| Exercise instructions |
a) Answer these questions from the battery prediction passage:
(i) Over what time window does the proposed model predict remaining battery?
(ii) The device analyzer data-set includes traces from how many users?
(iii) In this version, how long were the time ranges for the activity traces of the 23 users?
b) Reproduce the battery prediction passage word for word. Begin at the words "Section 2 discusses" and stop after "a dew cluster.".

| Passage |

------------------------

In line with the described potential, there are many efforts which advocate making mobile devices cooperate in task execution [
15]. To accomplish this, it is necessary to design task scheduling mechanisms, i.e., the logic by which tasks or data are distributed among participant battery-driven mobile nodes to be executed or processed, respectively. Task scheduling design targeting resource scavenging of a group of nearby mobile devices encloses high complexity due to the highly dynamic and heterogeneous nature of resource availability [
15,
16]. In other words, resource quantification used in tasks scheduling mechanisms is difficult to tackle effectively; mobile devices can change their physical location, they are non-dedicated by nature (dew tasks and device owner’s applications must compete for the same resources) and have energy limitations due to the fact that mobile devices are battery-powered. Particularly, quantifying resources of a device based on its future energy availability is of utmost importance, not only to avoid incomplete task assignments caused by run out of battery events, but also for encouraging dew device owners to participate in dew computing considering at the same time the battery requirements of his/her future interactions.
In this context, we propose a model to quantify future energy availability in mobile devices by taking into account the device owner usage profile as input, which is an open problem seldom explored in the literature [
17]. To limit the scope of our research, we concentrate on producing a battery prediction model suitable for prospective designs of practical energy-aware schedulers which aim at scavenging mobile devices computing capabilities.
Basically, our proposed model utilizes information of past owner’s activity (charging state, screen state and brightness level, application execution, activated radios, etc.) to produce ahead predictions of remaining battery within a time window of several hours. For the model construction and the assessment of its predictive accuracy, we employed real traces of mobile device activity from the device analyzer data-set [
18]. At present, this is the largest fine-grained mobile device usage data-set including traces from more than 31,000 users worldwide and different Android-based mobile device brands. By basing on this data-set, comparisons against a related approach published in [
19] shows the superior performance of our model over 23 activity traces belonging to different mobile device users. This represents the major contribution of this paper w.r.t. our conference version presented at ITNG 2018 [
20], where only one activity log was used to illustrate the proposed model. Other difference is the sampling range time used in the evaluation. While in the conference version the models were run for a single activity trace user over three months, in this version we included activity traces of 23 users for time ranges comprised between 13 and 25 months. Furthermore, contextual information of the applicability of the approach is presented in a new related works section.
The organization of the paper is as follows.
Section 2 discusses relevant works related to mobile devices resource quantification, in the context of tasks scheduling mechanisms. These last constitute a vital component for exploiting the computing potential present in a dew cluster.
Section 3 explains our model to predict energy availability in detail. Then,
Section 4 evaluates the accuracy of the model in terms of the mean square root error metric, considering activity logs from several users form the device analyzer data-set and an alternative model from the literature [
19]. Finally,
Section 5 summarizes the implications of our findings and delineates future works and improvements.

------------------------

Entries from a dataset

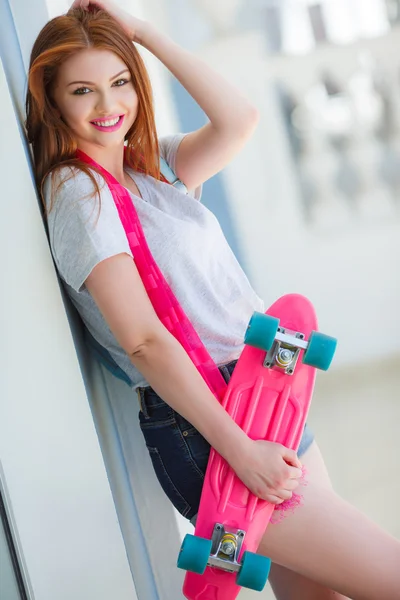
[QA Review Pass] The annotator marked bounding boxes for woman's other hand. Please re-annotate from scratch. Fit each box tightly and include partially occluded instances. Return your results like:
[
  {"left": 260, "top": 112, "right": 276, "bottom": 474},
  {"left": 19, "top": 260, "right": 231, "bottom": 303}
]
[{"left": 231, "top": 440, "right": 302, "bottom": 504}]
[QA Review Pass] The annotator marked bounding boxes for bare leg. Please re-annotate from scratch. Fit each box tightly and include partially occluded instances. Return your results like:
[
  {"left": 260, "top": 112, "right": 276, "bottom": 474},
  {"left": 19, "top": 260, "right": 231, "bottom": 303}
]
[
  {"left": 259, "top": 442, "right": 400, "bottom": 600},
  {"left": 269, "top": 443, "right": 346, "bottom": 600}
]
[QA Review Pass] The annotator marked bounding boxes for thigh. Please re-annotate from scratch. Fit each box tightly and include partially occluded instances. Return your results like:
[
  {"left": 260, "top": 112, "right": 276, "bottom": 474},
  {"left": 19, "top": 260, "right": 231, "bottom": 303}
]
[
  {"left": 259, "top": 442, "right": 400, "bottom": 600},
  {"left": 269, "top": 442, "right": 346, "bottom": 600}
]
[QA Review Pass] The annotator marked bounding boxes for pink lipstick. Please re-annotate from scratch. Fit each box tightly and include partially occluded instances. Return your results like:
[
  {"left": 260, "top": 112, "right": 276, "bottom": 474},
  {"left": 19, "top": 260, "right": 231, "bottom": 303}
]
[{"left": 91, "top": 115, "right": 125, "bottom": 133}]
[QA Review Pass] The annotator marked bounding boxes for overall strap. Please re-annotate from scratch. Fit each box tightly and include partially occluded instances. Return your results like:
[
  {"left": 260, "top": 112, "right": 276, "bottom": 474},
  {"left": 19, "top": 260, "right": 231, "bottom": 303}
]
[{"left": 76, "top": 149, "right": 227, "bottom": 400}]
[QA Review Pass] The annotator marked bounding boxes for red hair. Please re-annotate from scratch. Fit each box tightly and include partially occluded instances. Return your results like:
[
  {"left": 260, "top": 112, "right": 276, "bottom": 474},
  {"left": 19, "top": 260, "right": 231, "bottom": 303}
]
[{"left": 25, "top": 8, "right": 160, "bottom": 214}]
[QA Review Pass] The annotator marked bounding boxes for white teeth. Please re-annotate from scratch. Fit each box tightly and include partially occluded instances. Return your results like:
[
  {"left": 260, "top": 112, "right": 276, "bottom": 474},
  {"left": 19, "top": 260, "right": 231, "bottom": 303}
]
[{"left": 92, "top": 117, "right": 120, "bottom": 127}]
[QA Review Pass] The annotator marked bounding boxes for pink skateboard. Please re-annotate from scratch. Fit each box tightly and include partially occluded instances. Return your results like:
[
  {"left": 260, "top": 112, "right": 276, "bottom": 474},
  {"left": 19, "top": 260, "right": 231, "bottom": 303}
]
[{"left": 178, "top": 294, "right": 336, "bottom": 600}]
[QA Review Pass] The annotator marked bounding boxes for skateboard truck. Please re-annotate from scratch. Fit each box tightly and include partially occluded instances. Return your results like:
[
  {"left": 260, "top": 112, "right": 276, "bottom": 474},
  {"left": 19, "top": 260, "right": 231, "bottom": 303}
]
[
  {"left": 207, "top": 523, "right": 246, "bottom": 573},
  {"left": 263, "top": 327, "right": 308, "bottom": 375}
]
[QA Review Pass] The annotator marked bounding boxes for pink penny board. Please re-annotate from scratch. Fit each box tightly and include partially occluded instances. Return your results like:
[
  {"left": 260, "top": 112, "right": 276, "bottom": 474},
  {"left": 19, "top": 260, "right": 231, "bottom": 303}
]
[{"left": 183, "top": 294, "right": 317, "bottom": 600}]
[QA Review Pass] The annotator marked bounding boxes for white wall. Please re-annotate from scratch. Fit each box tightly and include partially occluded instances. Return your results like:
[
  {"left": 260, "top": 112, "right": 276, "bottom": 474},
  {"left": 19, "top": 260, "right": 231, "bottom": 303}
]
[
  {"left": 0, "top": 56, "right": 136, "bottom": 600},
  {"left": 0, "top": 0, "right": 188, "bottom": 600}
]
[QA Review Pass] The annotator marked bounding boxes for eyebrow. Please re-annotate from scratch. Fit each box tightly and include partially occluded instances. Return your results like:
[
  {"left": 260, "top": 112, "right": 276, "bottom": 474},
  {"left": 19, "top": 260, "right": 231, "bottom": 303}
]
[{"left": 67, "top": 69, "right": 129, "bottom": 87}]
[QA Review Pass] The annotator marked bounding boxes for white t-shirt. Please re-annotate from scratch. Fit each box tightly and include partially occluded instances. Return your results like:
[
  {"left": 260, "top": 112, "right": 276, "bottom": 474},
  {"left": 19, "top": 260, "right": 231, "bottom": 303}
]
[{"left": 44, "top": 134, "right": 264, "bottom": 387}]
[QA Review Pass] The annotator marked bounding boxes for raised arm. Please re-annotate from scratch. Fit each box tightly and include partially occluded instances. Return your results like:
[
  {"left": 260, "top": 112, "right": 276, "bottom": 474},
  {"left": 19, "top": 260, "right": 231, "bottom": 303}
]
[{"left": 140, "top": 23, "right": 259, "bottom": 190}]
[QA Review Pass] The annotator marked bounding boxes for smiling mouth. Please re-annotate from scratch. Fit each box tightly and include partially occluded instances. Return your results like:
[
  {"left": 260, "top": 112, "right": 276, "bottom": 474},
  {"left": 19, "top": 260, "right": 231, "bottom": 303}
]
[{"left": 90, "top": 115, "right": 125, "bottom": 131}]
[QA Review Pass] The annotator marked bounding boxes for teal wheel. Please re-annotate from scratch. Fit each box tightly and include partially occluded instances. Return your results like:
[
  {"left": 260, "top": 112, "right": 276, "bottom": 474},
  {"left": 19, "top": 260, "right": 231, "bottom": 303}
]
[
  {"left": 303, "top": 331, "right": 337, "bottom": 371},
  {"left": 236, "top": 552, "right": 271, "bottom": 592},
  {"left": 244, "top": 312, "right": 279, "bottom": 352},
  {"left": 177, "top": 533, "right": 212, "bottom": 575}
]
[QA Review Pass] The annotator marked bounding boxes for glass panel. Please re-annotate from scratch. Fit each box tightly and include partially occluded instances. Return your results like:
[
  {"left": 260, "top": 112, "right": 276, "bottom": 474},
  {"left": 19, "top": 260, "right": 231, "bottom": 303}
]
[{"left": 0, "top": 494, "right": 27, "bottom": 600}]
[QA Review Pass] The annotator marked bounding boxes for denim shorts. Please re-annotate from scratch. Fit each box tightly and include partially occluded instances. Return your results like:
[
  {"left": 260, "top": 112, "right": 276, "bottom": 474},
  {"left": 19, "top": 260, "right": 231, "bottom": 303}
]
[{"left": 137, "top": 360, "right": 314, "bottom": 520}]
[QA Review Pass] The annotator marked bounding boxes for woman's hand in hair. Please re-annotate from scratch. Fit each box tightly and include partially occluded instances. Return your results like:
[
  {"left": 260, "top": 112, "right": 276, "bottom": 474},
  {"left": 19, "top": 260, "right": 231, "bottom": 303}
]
[{"left": 71, "top": 0, "right": 147, "bottom": 44}]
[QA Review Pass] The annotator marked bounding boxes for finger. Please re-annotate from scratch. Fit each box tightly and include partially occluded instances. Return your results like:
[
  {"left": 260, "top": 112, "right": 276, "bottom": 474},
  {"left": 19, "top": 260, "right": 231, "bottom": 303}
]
[
  {"left": 263, "top": 494, "right": 283, "bottom": 504},
  {"left": 282, "top": 447, "right": 302, "bottom": 469},
  {"left": 284, "top": 479, "right": 299, "bottom": 491},
  {"left": 288, "top": 467, "right": 303, "bottom": 479},
  {"left": 276, "top": 489, "right": 293, "bottom": 500}
]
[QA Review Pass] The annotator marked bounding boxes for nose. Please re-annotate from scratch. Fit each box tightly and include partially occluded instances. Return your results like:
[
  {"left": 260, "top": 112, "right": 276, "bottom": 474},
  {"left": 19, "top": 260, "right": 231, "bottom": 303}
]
[{"left": 96, "top": 92, "right": 115, "bottom": 115}]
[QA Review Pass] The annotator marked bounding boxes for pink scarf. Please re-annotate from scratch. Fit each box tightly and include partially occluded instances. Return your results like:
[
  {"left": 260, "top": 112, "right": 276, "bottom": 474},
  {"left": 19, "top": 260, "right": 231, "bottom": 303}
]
[{"left": 76, "top": 149, "right": 227, "bottom": 400}]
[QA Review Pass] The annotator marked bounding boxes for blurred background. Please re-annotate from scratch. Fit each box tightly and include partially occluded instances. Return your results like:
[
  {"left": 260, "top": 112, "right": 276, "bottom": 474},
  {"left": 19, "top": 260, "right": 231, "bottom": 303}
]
[{"left": 0, "top": 0, "right": 400, "bottom": 600}]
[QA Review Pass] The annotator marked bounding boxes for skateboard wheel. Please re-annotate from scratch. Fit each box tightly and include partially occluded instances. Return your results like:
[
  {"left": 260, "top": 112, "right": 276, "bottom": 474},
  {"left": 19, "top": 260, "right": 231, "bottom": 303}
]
[
  {"left": 244, "top": 312, "right": 279, "bottom": 352},
  {"left": 177, "top": 533, "right": 212, "bottom": 575},
  {"left": 236, "top": 552, "right": 271, "bottom": 592},
  {"left": 303, "top": 331, "right": 337, "bottom": 371}
]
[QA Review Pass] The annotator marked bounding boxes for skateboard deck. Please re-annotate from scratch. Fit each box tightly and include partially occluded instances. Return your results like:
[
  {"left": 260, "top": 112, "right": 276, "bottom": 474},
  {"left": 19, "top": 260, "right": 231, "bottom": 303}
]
[{"left": 178, "top": 294, "right": 336, "bottom": 600}]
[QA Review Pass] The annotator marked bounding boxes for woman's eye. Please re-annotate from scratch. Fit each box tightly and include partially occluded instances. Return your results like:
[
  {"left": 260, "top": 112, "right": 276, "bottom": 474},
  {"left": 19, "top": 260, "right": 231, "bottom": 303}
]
[
  {"left": 74, "top": 88, "right": 90, "bottom": 96},
  {"left": 114, "top": 78, "right": 129, "bottom": 87},
  {"left": 74, "top": 78, "right": 130, "bottom": 96}
]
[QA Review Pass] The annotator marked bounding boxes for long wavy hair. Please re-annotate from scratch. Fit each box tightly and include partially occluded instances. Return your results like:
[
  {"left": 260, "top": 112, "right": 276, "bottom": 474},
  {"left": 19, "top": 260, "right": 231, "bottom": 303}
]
[{"left": 25, "top": 8, "right": 160, "bottom": 216}]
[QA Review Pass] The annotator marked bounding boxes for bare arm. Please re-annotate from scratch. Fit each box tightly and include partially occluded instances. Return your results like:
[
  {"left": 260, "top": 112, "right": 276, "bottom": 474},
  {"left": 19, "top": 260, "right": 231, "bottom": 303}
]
[{"left": 139, "top": 23, "right": 259, "bottom": 190}]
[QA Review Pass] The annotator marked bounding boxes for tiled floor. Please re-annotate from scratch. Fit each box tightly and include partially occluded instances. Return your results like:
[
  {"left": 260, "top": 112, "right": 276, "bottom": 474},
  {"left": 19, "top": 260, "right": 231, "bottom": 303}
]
[{"left": 239, "top": 357, "right": 400, "bottom": 600}]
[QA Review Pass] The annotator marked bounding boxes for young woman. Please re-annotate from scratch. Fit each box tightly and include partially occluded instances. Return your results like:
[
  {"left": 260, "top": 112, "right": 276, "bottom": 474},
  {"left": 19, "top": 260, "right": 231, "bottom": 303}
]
[{"left": 26, "top": 0, "right": 400, "bottom": 600}]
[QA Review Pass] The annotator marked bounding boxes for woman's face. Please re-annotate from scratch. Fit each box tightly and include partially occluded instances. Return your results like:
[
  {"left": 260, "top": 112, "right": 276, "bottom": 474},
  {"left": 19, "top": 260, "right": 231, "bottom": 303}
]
[{"left": 53, "top": 48, "right": 138, "bottom": 151}]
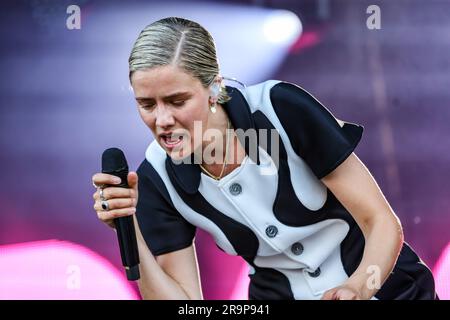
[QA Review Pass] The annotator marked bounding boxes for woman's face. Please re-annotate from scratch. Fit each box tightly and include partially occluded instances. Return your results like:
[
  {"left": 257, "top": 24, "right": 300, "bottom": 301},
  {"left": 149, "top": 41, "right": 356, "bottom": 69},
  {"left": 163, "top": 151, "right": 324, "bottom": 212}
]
[{"left": 131, "top": 65, "right": 209, "bottom": 160}]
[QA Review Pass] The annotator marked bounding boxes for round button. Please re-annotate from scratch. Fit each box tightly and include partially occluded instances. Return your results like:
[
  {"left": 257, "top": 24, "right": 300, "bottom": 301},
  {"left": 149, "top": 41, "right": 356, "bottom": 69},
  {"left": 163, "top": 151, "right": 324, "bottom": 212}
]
[
  {"left": 230, "top": 183, "right": 242, "bottom": 196},
  {"left": 308, "top": 268, "right": 321, "bottom": 278},
  {"left": 291, "top": 242, "right": 303, "bottom": 256},
  {"left": 266, "top": 226, "right": 278, "bottom": 238}
]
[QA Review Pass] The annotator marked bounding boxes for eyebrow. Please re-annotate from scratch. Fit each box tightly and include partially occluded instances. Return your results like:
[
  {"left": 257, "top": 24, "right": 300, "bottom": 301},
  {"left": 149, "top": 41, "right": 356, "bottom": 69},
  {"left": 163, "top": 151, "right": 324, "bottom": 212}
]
[{"left": 136, "top": 91, "right": 190, "bottom": 101}]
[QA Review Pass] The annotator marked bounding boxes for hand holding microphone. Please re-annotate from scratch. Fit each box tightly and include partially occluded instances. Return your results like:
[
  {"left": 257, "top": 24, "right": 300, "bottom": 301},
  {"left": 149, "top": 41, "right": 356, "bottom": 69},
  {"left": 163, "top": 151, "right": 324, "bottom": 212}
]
[{"left": 92, "top": 148, "right": 139, "bottom": 280}]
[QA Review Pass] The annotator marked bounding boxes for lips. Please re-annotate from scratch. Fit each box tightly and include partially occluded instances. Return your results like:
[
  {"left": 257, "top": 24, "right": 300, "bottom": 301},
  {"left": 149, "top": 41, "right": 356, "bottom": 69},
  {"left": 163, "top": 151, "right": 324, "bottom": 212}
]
[{"left": 159, "top": 134, "right": 183, "bottom": 149}]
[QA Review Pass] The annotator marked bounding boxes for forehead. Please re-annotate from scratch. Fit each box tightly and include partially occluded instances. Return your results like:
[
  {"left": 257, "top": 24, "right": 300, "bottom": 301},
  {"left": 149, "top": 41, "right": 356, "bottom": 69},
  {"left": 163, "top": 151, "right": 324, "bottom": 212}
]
[{"left": 131, "top": 65, "right": 201, "bottom": 97}]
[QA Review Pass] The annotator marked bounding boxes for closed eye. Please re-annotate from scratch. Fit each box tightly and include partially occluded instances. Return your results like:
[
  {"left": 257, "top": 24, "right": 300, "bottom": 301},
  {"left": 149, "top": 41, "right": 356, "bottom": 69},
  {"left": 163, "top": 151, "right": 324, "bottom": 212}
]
[{"left": 172, "top": 100, "right": 186, "bottom": 107}]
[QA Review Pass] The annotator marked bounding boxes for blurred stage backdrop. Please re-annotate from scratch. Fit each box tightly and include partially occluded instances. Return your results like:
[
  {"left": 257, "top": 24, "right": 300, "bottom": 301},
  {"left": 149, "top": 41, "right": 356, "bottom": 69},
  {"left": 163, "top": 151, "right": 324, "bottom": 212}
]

------------------------

| Results |
a)
(i) Several hours.
(ii) More than 31,000 users.
(iii) Between 13 and 25 months.

b)
Section 2 discusses relevant works related to mobile devices resource quantification, in the context of tasks scheduling mechanisms. These last constitute a vital component for exploiting the computing potential present in a dew cluster.